▸ DATA EXCERPTS
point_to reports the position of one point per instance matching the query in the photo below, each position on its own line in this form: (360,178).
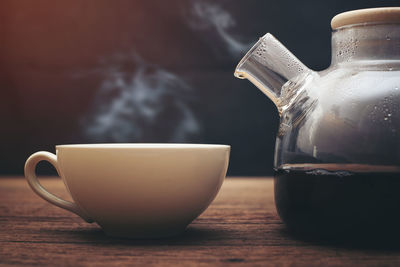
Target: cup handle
(33,182)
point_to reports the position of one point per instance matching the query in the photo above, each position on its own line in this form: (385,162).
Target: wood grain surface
(240,228)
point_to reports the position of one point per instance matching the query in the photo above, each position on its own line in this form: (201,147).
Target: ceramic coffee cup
(135,190)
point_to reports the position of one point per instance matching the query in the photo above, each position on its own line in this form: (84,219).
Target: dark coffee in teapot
(337,200)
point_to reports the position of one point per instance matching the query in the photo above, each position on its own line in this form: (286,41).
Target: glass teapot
(337,153)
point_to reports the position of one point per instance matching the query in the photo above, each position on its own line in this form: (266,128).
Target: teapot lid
(368,15)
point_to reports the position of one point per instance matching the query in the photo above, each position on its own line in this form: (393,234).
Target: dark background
(148,71)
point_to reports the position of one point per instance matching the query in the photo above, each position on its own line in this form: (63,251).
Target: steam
(212,17)
(140,102)
(147,105)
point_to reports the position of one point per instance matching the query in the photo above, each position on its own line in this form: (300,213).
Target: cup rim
(143,146)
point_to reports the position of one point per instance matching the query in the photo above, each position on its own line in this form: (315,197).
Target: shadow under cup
(136,190)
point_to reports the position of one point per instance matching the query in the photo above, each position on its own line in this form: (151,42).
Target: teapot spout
(269,65)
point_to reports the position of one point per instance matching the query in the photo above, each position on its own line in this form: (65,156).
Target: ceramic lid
(368,15)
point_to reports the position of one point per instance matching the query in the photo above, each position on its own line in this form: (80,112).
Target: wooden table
(241,227)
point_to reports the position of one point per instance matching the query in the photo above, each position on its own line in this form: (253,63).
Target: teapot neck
(372,42)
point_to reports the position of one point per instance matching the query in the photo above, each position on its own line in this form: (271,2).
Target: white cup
(136,190)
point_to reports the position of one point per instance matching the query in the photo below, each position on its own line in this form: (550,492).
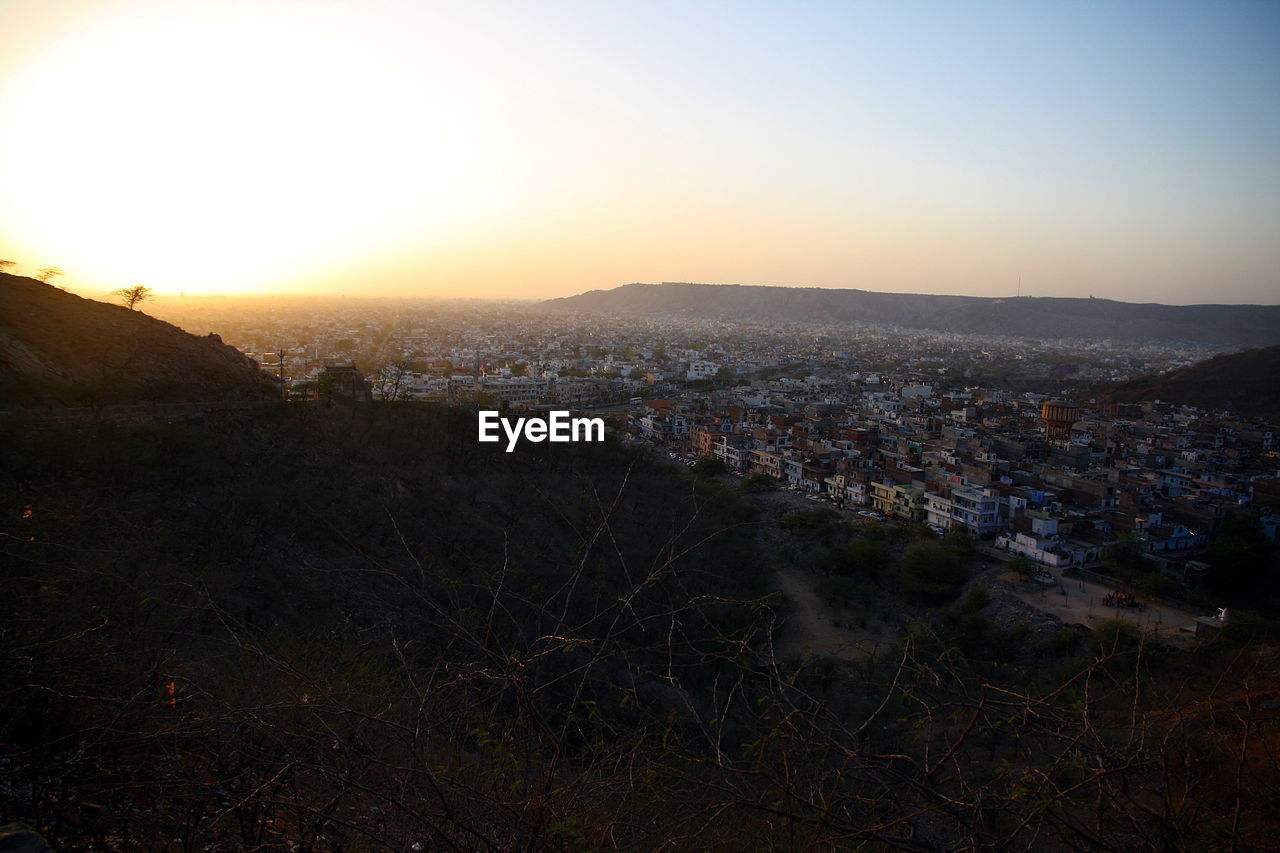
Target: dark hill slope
(59,349)
(1247,382)
(1235,325)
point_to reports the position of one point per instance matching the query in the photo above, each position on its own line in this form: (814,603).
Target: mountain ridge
(58,349)
(1247,382)
(1043,316)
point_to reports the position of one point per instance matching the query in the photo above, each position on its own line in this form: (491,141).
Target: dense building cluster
(1001,465)
(944,429)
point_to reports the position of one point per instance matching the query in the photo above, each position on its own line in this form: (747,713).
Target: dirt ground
(813,628)
(1080,602)
(817,629)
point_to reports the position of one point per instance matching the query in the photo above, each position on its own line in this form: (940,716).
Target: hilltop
(1229,325)
(1246,382)
(59,349)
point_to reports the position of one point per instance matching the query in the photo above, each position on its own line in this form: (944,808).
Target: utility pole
(279,369)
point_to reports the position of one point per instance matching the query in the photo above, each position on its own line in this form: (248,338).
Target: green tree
(1022,564)
(758,483)
(932,574)
(132,296)
(49,273)
(708,468)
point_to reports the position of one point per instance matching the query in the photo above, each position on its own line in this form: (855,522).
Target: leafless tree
(131,296)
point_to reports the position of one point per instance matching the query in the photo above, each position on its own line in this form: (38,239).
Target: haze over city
(531,151)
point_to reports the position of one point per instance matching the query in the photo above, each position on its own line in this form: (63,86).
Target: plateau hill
(1228,325)
(1246,382)
(59,349)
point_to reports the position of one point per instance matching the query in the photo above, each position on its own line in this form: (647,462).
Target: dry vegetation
(330,629)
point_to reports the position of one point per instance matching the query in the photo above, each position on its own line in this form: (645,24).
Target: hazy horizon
(490,150)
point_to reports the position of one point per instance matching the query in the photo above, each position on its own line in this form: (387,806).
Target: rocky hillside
(1229,325)
(58,349)
(1246,382)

▸ WHAT TO DO
Transcribe the listing in full. Omit the pictures and keep every line exact.

▸ THE OUTPUT
point_to reports the position of one point per instance matching the query in the photo below, each position on its own line in this form: (360,178).
Target: cup handle
(33,182)
point_to reports the position of one point per instance matching the query in the photo above, each position on its own line in this form: (385,162).
Target: wood grain surface
(240,228)
point_to reports the position of one point per instance matching the query in the photo above, each position on its own line in this form: (201,147).
Target: ceramic coffee cup
(135,190)
point_to reports the position of one point per instance matching the query in the photo above, each position on its own line in this form: (84,219).
Target: dark coffee in teapot
(337,200)
point_to reports the position of one point per instance matching the query in the photo above, each position on its own line in this form: (286,41).
Target: glass teapot
(337,153)
point_to reports the position of one point per instance matching the query in the photo above, each position on its own line in this form: (266,128).
Target: teapot lid
(368,15)
point_to reports the position of one point per instance matching the query in the photo above, each position on its own line in this form: (393,234).
Target: dark background
(148,71)
point_to reports the position of one point per instance matching the query in the photo above, each position on its own line in this form: (63,251).
Target: steam
(212,17)
(140,102)
(147,105)
point_to reports the position of one point per instance matching the query in the photo above, each position on its own line in this form: (300,213).
Target: cup rim
(143,146)
point_to reports the position of one point per instance matching the query in the photo above, each position on its own line in this form: (315,197).
Target: shadow under cup
(136,190)
point_to reports the position of one point per instance matching the query in the photo above, each position on its own line in this form: (151,42).
Target: teapot spout
(269,65)
point_to reports the position of one point per instance matching the query in the photo above, each position on its own line in this form: (65,156).
Target: ceramic lid
(368,15)
point_to reports the position of one point per instance matching the query in the photo above, each position on its own line in this form: (80,112).
Target: wooden table
(241,227)
point_to reports the position of one point per instance matching the query in the photo above, each position on its own line in this form: (253,63).
Target: teapot neck
(372,42)
point_to reports the position of one point per instance matching the query in the photo above, each position on its own line in this form: (271,2).
Target: white cup
(136,190)
point_to reports the position of one point per instance matching the query in the photo below, each position on its own line in this form: (550,492).
Target: dark hill slope
(59,349)
(1247,382)
(1235,325)
point_to reports the position of one point per instance matching the query in the photo above, each position on its own line in this form: (814,603).
Target: mountain ridge
(58,349)
(1247,382)
(1043,316)
point_to reports the position of one point per instance matching the query in the photo above, each position on its own line in this form: (491,141).
Target: dense building cluster
(1001,465)
(944,429)
point_to reports the position of one point per instance matching the query in the photo above, each position on its own line in this form: (747,713).
Target: dirt ground
(813,628)
(1080,602)
(817,629)
point_to reports the position of one point per instance matching the query in the photo above, each position on its own line in this form: (940,716).
Target: hilltop
(1229,325)
(1246,382)
(59,349)
point_to reports the position of one point per instance matching the query in the photo above, each position on its own line in this form: (944,808).
Target: utility pole
(279,369)
point_to reports the position of one point per instance matching the query in the photo above, each position on its own line in this form: (248,338).
Target: green tree
(1022,564)
(758,483)
(932,574)
(132,296)
(49,273)
(708,468)
point_to reports the position of one point per instance matching the query in the photo above, each position on its own line in this form: (855,522).
Target: leafless tree
(131,296)
point_to reports the position of one point per instance matching the query in the photo above, each position on its own line in this form: (38,239).
Target: haze over city
(531,151)
point_to reports the position of one point per instance matching the query in the photo above, each position on its own line in this form: (63,86).
Target: plateau hill
(1228,325)
(1246,382)
(59,349)
point_to reports the position of one point per instance matching the query in the photo above, each position on its own line in this form: (647,462).
Target: dry vegetation
(330,629)
point_to reports the position of one point per instance matching the query in the photo above, each position on its own line in this form: (645,24).
Target: hazy horizon
(490,150)
point_to reports the position of one point per instance matching the query in the photo above, each position on its own line in this form: (387,806).
Target: rocky hillside
(1229,325)
(58,349)
(1246,382)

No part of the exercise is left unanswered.